[Exercise goal] Reproduce the forum thread below from "I guess I need" up to and including "and over again.", swapping every "MLA" for "Chicago".

[Provided passage]
· · ·

I’ve already read about editing the “Bibliography Number” suggestion on these forums and that’s not an option on X7 for Mac.
I’m using a new style I made based off of MLA. My thesis committy wants in-text citations to only be a superscript which corresponds to the same number superscript in my Works Cited.
I guess I need to know more to help. What word processor, is this a “Papers” problem or “Word” problem? Why can’t you superscript it on a Mac (what threads did you read on the forum)?
I am using MLA with the only addition of a URL filed at the end.
I’m writing my thesis in Scrivner and compling it into Word 2011. I then use Endnote’s tools to format the unformatted citations that were inserted in Scrivener and it works without any issue.
I editied the special MLA Citation and Bilbligrophy style to now include a number. For example, after a quote instead of an (Author) reference it just has a “#” that corresponds to my numbered bibliography. However, I need to format these numbers a bold superspricts with brakets around them [2] and I can’t seem to fingure out how to do this without manually formatting each number in Word over and over again.
I deleted the existing fileds in the Citation Template an replaced it with just “bibliography number.”
Then I went to Bibliography -> Layout -> “Start Each Reference With:” and put “bibliography number.”
I used your link to change each “bibliography number” to bold and superscript and manually typed in the “[]” around it and now it is formatting my paper correctly. Thank you so much for the help.
Just one question, me manually putting in brackets like in the image below shoudln’t mess up any citations when formatting unformatted citations correct? I’m not that good with Endnote as you can tell.
I guess I would need to see it (I didn’t see an image?). I have in the past, not included the “brackets” in the template, but added them in the text itself, if that is what you mean. Then the temporary citation looked like this ({Author, Year #recno}) and formated fine. I think you are doing similar with scrivner? Also, long ago, I used to prefer to insert my record number by hand (predated CWYW and the add-in, so I am showing my age) and this would make my entry invisible, due to the “omit author or year, if omitted from temp citaton” rules, so they included an option (really just for me!) in preferences where you can turn off that option. That might be of use to you? – it is in Preferences, formatting – unticking a box. Mind you – if it is a numbered style anyway, you can probably get away with just using the record number anyway, unless you are syncing via the share option, to multiple machines, which appears to to mess up the “record number” being a unique number between library copies.
I added brackets to the template in the output style. Scriviener contains unformatted citations such as {Popper, 2014 #101}. I export the Scrivener file to MS Word and then use the Endnote X7 toolbar to update in-text citations and the bibliogrpahy. It worked find and replaced those unformatted citations with proper ones.

· · ·

[Material provided]
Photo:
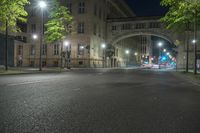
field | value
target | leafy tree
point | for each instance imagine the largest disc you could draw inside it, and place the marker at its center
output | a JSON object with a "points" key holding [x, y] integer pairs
{"points": [[11, 11], [181, 14], [59, 25]]}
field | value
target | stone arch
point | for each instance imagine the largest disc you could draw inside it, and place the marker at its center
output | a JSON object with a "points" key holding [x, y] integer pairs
{"points": [[137, 33]]}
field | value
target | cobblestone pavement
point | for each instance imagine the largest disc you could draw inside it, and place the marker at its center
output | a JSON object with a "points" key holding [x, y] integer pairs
{"points": [[99, 102]]}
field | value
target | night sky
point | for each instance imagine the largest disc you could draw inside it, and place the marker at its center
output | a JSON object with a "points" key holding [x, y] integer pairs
{"points": [[146, 7]]}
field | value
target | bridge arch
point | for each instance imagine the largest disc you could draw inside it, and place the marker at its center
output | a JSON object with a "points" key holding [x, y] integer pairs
{"points": [[138, 33]]}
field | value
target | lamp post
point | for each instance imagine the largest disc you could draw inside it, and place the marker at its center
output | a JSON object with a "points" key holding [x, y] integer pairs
{"points": [[42, 5], [160, 44], [127, 53], [34, 37], [68, 53], [103, 46]]}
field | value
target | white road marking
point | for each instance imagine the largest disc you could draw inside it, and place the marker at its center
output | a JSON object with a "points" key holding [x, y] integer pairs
{"points": [[24, 83]]}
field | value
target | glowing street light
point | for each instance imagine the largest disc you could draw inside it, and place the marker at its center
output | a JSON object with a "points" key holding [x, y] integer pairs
{"points": [[127, 51], [42, 4], [66, 43], [168, 53], [35, 36], [103, 45], [160, 44], [194, 41]]}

· · ·

[Response box]
I guess I need to know more to help. What word processor, is this a “Papers” problem or “Word” problem? Why can’t you superscript it on a Mac (what threads did you read on the forum)?
I am using Chicago with the only addition of a URL filed at the end.
I’m writing my thesis in Scrivner and compling it into Word 2011. I then use Endnote’s tools to format the unformatted citations that were inserted in Scrivener and it works without any issue.
I editied the special Chicago Citation and Bilbligrophy style to now include a number. For example, after a quote instead of an (Author) reference it just has a “#” that corresponds to my numbered bibliography. However, I need to format these numbers a bold superspricts with brakets around them [2] and I can’t seem to fingure out how to do this without manually formatting each number in Word over and over again.